### Source text

= The Sacred Veil =

2018 composition by Eric Whitacre

The Sacred Veil is a composition for a cappella choir, piano and cello by Eric Whitacre, with lyrics by Charles Anthony Silvestri. He composed it in 2018, also including lyrics of Silvestri's wife Julie, who died of cancer and to whom the composition is dedicated. A 2022 arrangement for choir and string orchestra has been premiered, but remains unpublished to date.

== Performances ==
The work was first performed in February 2019 at the Walt Disney Concert Hall conducted by Whitacre. Other performances in the US include the Cleveland Orchestra Chorus, performing the piece in October 2023.

The European and British premiere took place in July 2019 in London.

The first performances in Australia and New Zealand were in September 2022 at the Sydney Opera House, after a two-year postponement due to the COVID pandemic, and at the Holy Trinity Cathedral, Auckland.

######
### Data provided

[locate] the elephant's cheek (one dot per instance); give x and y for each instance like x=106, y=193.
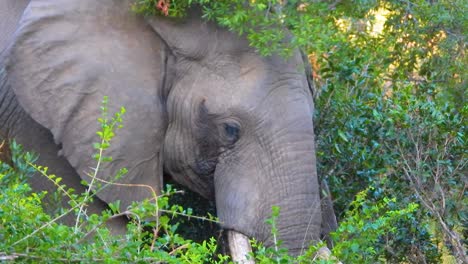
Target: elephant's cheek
x=237, y=204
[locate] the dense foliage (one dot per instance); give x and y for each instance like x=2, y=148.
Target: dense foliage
x=390, y=92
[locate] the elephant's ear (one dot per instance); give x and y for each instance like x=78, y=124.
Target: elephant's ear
x=68, y=55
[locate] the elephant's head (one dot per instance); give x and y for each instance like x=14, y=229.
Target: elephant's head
x=202, y=106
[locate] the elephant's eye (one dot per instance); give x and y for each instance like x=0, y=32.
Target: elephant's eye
x=231, y=132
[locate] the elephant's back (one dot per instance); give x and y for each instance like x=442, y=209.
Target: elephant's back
x=10, y=14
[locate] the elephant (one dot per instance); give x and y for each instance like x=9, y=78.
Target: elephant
x=202, y=107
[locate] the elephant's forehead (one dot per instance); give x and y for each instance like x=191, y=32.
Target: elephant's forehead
x=240, y=84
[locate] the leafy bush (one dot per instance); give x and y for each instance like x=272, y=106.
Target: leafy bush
x=30, y=235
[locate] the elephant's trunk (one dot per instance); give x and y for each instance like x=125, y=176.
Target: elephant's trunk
x=282, y=174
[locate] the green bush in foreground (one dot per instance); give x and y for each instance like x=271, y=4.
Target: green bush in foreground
x=29, y=235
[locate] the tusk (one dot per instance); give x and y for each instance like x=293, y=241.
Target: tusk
x=239, y=247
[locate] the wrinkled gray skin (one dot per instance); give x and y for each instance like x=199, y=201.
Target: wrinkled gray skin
x=202, y=106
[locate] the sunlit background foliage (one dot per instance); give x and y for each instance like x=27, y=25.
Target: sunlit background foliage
x=390, y=88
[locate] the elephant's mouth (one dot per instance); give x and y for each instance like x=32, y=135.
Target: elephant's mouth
x=239, y=247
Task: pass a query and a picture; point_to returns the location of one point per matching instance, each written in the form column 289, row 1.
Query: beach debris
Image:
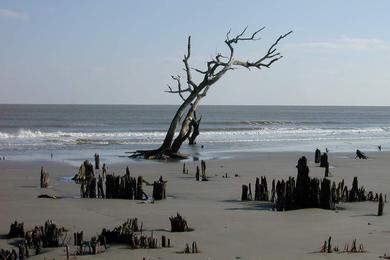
column 44, row 178
column 306, row 192
column 16, row 230
column 360, row 155
column 97, row 161
column 203, row 167
column 185, row 169
column 193, row 250
column 116, row 187
column 95, row 246
column 261, row 189
column 7, row 254
column 317, row 156
column 132, row 234
column 324, row 160
column 380, row 205
column 159, row 189
column 353, row 248
column 178, row 223
column 46, row 196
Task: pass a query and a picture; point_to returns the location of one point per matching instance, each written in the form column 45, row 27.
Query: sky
column 123, row 52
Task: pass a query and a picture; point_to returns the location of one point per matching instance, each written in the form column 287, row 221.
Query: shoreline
column 224, row 227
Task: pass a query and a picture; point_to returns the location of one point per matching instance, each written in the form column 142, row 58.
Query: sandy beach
column 224, row 227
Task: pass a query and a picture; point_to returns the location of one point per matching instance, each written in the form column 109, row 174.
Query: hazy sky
column 123, row 52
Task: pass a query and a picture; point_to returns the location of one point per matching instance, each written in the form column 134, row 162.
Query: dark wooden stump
column 159, row 189
column 178, row 223
column 317, row 156
column 324, row 160
column 380, row 205
column 44, row 178
column 244, row 193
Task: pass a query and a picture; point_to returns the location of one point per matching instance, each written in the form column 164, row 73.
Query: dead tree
column 44, row 178
column 215, row 70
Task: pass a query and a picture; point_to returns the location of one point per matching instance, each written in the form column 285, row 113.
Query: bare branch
column 190, row 83
column 268, row 59
column 179, row 90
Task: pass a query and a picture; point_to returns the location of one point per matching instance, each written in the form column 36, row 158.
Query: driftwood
column 97, row 161
column 193, row 92
column 131, row 233
column 380, row 205
column 360, row 155
column 324, row 160
column 178, row 224
column 159, row 189
column 116, row 187
column 306, row 192
column 44, row 178
column 317, row 156
column 353, row 248
column 16, row 230
column 194, row 248
column 203, row 167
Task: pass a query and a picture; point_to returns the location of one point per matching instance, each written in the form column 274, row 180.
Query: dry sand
column 224, row 227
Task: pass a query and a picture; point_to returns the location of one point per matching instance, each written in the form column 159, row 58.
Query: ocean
column 75, row 132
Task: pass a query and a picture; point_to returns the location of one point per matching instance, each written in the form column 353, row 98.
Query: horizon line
column 246, row 105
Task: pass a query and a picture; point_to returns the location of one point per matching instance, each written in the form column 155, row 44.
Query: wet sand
column 224, row 227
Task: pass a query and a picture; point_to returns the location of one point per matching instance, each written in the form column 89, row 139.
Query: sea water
column 76, row 132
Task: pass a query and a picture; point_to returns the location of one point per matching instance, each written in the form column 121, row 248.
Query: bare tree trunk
column 216, row 68
column 195, row 130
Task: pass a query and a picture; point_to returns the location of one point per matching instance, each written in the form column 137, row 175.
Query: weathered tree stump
column 16, row 230
column 380, row 205
column 159, row 192
column 197, row 175
column 244, row 193
column 178, row 224
column 44, row 178
column 325, row 195
column 317, row 156
column 139, row 192
column 324, row 160
column 97, row 161
column 303, row 183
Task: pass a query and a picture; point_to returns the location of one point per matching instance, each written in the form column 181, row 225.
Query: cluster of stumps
column 116, row 187
column 130, row 233
column 307, row 192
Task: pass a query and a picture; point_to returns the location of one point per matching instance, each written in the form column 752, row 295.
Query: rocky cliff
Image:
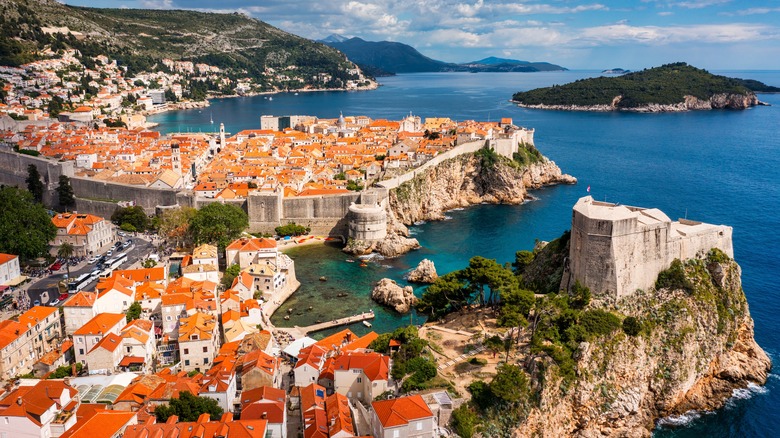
column 467, row 180
column 696, row 347
column 388, row 293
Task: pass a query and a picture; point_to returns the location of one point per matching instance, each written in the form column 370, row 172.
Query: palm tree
column 65, row 251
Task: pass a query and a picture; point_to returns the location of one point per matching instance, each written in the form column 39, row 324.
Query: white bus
column 117, row 261
column 79, row 283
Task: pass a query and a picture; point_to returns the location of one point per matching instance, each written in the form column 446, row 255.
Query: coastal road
column 45, row 289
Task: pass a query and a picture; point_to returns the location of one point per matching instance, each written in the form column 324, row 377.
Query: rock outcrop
column 392, row 246
column 689, row 103
column 463, row 181
column 697, row 348
column 387, row 292
column 425, row 272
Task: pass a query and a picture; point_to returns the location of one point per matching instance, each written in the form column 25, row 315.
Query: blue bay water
column 714, row 166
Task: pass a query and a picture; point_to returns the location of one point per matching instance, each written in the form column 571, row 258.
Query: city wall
column 435, row 161
column 323, row 214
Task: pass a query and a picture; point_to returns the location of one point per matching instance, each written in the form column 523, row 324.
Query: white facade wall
column 354, row 384
column 104, row 361
column 113, row 301
column 76, row 317
column 193, row 355
column 306, row 375
column 9, row 271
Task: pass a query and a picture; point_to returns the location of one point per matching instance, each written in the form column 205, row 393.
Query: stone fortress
column 616, row 249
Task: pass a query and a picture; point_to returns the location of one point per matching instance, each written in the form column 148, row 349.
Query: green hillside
column 140, row 38
column 663, row 85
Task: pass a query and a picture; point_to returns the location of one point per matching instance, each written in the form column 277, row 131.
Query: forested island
column 671, row 87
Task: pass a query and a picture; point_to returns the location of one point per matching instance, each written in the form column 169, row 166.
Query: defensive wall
column 464, row 148
column 616, row 249
column 327, row 214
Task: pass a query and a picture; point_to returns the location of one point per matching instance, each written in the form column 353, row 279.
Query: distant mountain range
column 140, row 38
column 387, row 57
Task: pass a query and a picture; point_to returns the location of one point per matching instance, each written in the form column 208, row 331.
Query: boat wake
column 685, row 419
column 744, row 394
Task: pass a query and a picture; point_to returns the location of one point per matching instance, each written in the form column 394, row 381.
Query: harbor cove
column 719, row 167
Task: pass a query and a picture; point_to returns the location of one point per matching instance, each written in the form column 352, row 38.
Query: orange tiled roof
column 100, row 324
column 109, row 342
column 102, row 424
column 401, row 411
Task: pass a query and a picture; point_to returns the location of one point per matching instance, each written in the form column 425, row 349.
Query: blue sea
column 715, row 166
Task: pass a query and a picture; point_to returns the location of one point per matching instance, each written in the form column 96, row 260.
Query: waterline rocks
column 425, row 272
column 388, row 293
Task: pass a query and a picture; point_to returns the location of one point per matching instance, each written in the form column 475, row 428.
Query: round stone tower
column 367, row 222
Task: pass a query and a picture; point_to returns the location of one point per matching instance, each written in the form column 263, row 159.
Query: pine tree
column 34, row 183
column 67, row 199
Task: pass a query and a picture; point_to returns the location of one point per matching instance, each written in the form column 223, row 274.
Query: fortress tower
column 176, row 159
column 617, row 249
column 221, row 136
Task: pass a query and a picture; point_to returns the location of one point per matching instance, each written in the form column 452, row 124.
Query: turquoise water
column 716, row 166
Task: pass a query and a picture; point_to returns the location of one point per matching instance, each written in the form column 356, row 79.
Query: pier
column 305, row 330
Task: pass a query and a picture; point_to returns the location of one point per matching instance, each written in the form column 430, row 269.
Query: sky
column 577, row 34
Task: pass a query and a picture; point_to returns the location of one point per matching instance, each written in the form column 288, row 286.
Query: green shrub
column 715, row 255
column 599, row 322
column 480, row 394
column 632, row 326
column 478, row 361
column 464, row 421
column 674, row 278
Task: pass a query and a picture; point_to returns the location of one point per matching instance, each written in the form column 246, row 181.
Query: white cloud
column 757, row 11
column 707, row 33
column 699, row 4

######

Task list:
#1 In the text about The Sacred Veil, rewrite the passage from "2018 composition by" up to and including "Trinity Cathedral, Auckland.", substituting "the composer" for each occurrence of "Whitacre".
#2 According to the text about The Sacred Veil, at what venue was the work first performed?
The entries are material separate from the text about The Sacred Veil.

Exercise responses:
#1
2018 composition by Eric the composer

The Sacred Veil is a composition for a cappella choir, piano and cello by Eric the composer, with lyrics by Charles Anthony Silvestri. He composed it in 2018, also including lyrics of Silvestri's wife Julie, who died of cancer and to whom the composition is dedicated. A 2022 arrangement for choir and string orchestra has been premiered, but remains unpublished to date.

== Performances ==
The work was first performed in February 2019 at the Walt Disney Concert Hall conducted by the composer. Other performances in the US include the Cleveland Orchestra Chorus, performing the piece in October 2023.

The European and British premiere took place in July 2019 in London.

The first performances in Australia and New Zealand were in September 2022 at the Sydney Opera House, after a two-year postponement due to the COVID pandemic, and at the Holy Trinity Cathedral, Auckland.

#2 The Walt Disney Concert Hall